==== Pasaje mostrado

A riesgo de aburrir a mi paciente lector y a mi distinguida lectora, permítaseme volver a un tema a estas alturas bien trillado por plumas más destacadas y memorables que la mía: las elecciones del próximo domingo.
Allá en mi infancia y mi adolescencia vividas bajo el régimen del PRI, las elecciones provocaban una profunda indiferencia. Expresiones como el dedazo, el tapado y el carro completo eran manifestaciones de un sistema político que no se preocupaba siquiera por enmascararse bajo el cinismo y nos ofrecía resultados electorales como el 92% que se le adjudicó al nefasto López Portillo*. Y no faltaba quien, con mezcla de orgullo y descaro, presumiera de que los mexicanos supiéramos con varios meses de anticipación quién iba a ser nuestro próximo presidente.
Habría que otorgarle a Cuauhtémoc Cárdenas el mérito de haber acabado con el sistema del tapadismo, al declarar en 1987 que efectivamente tenía aspiraciones presidenciales. Y es que en un sistema tan ferozmente presidencialista como el mexicano, la simple sospecha de que algún político cobijara la ambición de ocupar la máxima silla era considerada un acto de traición a la figura intocable del presidente en funciones. Si bien en ese ciclo electoral todavía nos recetaron el destape de Carlos Salinas, para el siguiente, el PRI organizó las famosas pasarelas, en las que desfilaron varios presidenciables para ser juzgados por el respetable público. Como en concurso de belleza, esas pasarelas consistieron en varias etapas (si bien faltó la del paseíllo en traje de baño), cada una dedicada a analizar temas específicos, como economía, sociedad, etcétera.

========

**Consigna 1:** Indica en qué año declaró Cuauhtémoc Cárdenas, según el pasaje, que tenía aspiraciones presidenciales.
**Consigna 2:** Transcribe del pasaje todo lo que va desde "A riesgo de" hasta "del próximo domingo.".

==== Datos de entrada

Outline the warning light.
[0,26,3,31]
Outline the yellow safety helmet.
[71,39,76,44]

========

**Espacio de respuesta 1:** En 1987.

**Espacio de respuesta 2:**
A riesgo de aburrir a mi paciente lector y a mi distinguida lectora, permítaseme volver a un tema a estas alturas bien trillado por plumas más destacadas y memorables que la mía: las elecciones del próximo domingo.